# Extrait étudié
·····
Le complexe funéraire Magnus Poirier, dans l’arrondissement de Montréal-Nord, a pris en charge gratuitement les démarches administratives, l’urne, le transport de la dépouille et la cérémonie.

« Puisque c’est un membre de notre communauté, on voulait lui faire un hommage, quelque chose qui lui ressemble », a affirmé le directeur du complexe, Jacques Laurent, qui est lui aussi d’origine haïtienne.

Frantz André a également créé une campagne GoFundMe, afin de soutenir la famille du défunt. Dimanche matin, plus de 9000 $ avaient été amassés.

Quitter le Canada

Le 23 décembre, Guenda Filius a demandé à son mari perdu dans les bois près de la frontière avec les États-Unis d’appeler la police, mais la ligne a été coupée. Sans nouvelles après plusieurs jours, elle a finalement contacté la Sûreté du Québec, qui a déclenché une opération de recherche. Son corps gelé a été retrouvé deux semaines plus tard.
·····
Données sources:

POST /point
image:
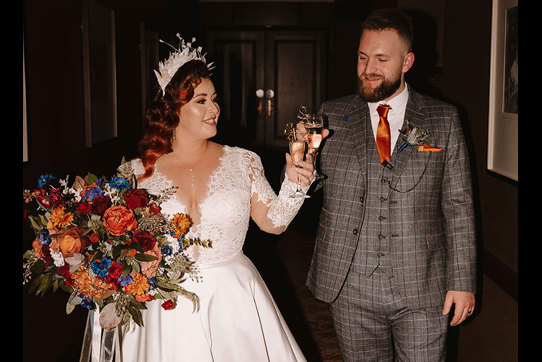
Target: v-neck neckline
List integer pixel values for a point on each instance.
(212, 175)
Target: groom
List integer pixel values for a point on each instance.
(395, 246)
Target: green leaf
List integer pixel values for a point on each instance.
(34, 224)
(145, 257)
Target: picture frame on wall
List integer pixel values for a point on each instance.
(99, 72)
(25, 129)
(502, 157)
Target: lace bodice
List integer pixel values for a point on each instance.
(225, 211)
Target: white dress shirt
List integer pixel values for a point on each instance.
(396, 115)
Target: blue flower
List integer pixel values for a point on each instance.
(93, 192)
(119, 183)
(86, 302)
(152, 283)
(125, 280)
(44, 179)
(166, 250)
(44, 237)
(101, 268)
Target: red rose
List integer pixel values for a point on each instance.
(118, 220)
(55, 197)
(153, 209)
(136, 198)
(94, 238)
(84, 208)
(64, 271)
(143, 238)
(167, 305)
(115, 270)
(100, 204)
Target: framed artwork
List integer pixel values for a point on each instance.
(99, 72)
(502, 157)
(25, 130)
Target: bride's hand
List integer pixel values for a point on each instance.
(305, 170)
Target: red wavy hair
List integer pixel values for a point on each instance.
(162, 115)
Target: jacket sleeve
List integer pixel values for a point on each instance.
(458, 211)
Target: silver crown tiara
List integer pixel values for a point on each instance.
(181, 56)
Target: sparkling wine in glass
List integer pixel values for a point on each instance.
(297, 151)
(314, 126)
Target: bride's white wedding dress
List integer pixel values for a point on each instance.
(238, 320)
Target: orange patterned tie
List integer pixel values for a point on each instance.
(383, 143)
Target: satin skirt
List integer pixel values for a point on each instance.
(238, 321)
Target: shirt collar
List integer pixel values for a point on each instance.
(398, 102)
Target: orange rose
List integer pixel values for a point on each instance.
(119, 219)
(36, 245)
(68, 242)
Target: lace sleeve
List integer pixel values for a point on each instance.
(281, 208)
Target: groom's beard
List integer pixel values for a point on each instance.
(383, 91)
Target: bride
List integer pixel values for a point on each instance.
(221, 188)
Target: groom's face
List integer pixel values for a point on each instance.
(383, 58)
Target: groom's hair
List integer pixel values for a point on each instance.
(395, 19)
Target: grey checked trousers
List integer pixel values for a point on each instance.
(373, 324)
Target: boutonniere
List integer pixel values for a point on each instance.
(415, 137)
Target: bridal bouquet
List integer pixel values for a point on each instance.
(107, 244)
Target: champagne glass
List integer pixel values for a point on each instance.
(297, 151)
(314, 126)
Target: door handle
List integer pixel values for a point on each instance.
(270, 95)
(259, 95)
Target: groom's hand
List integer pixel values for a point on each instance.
(301, 131)
(464, 306)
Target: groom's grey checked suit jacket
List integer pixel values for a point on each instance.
(429, 233)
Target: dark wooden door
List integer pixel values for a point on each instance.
(262, 77)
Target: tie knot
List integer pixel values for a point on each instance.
(383, 109)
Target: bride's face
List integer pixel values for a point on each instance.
(198, 118)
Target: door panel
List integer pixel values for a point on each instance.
(262, 77)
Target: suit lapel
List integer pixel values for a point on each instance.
(415, 116)
(358, 115)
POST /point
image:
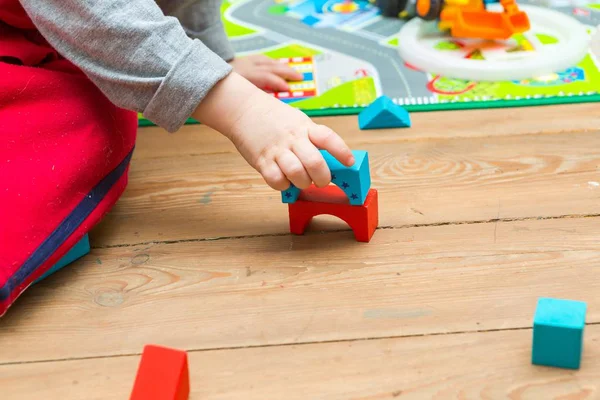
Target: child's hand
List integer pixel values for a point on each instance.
(265, 72)
(279, 141)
·····
# Exercice court A
Répondez brièvement aux questions suivantes à partir de l'extrait :
(i) Quel complexe funéraire a pris en charge gratuitement la cérémonie, et dans quel arrondissement se trouve-t-il ?
(ii) Quelle somme avait été amassée dimanche matin grâce à la campagne GoFundMe ?
(iii) Quel corps policier Guenda Filius a-t-elle finalement contacté ?
# Exercice court B
Reproduisez à l'identique le passage de l'extrait qui s'ouvre sur les mots « Le 23 décembre, Guenda » et s'achève sur « semaines plus tard. ».
Les entrées n'ont aucun rapport avec l'extrait.

# Réponse rédigée A
(i) Le complexe funéraire Magnus Poirier, dans l'arrondissement de Montréal-Nord.
(ii) Plus de 9000 $.
(iii) La Sûreté du Québec.

# Réponse rédigée B
Le 23 décembre, Guenda Filius a demandé à son mari perdu dans les bois près de la frontière avec les États-Unis d’appeler la police, mais la ligne a été coupée. Sans nouvelles après plusieurs jours, elle a finalement contacté la Sûreté du Québec, qui a déclenché une opération de recherche. Son corps gelé a été retrouvé deux semaines plus tard.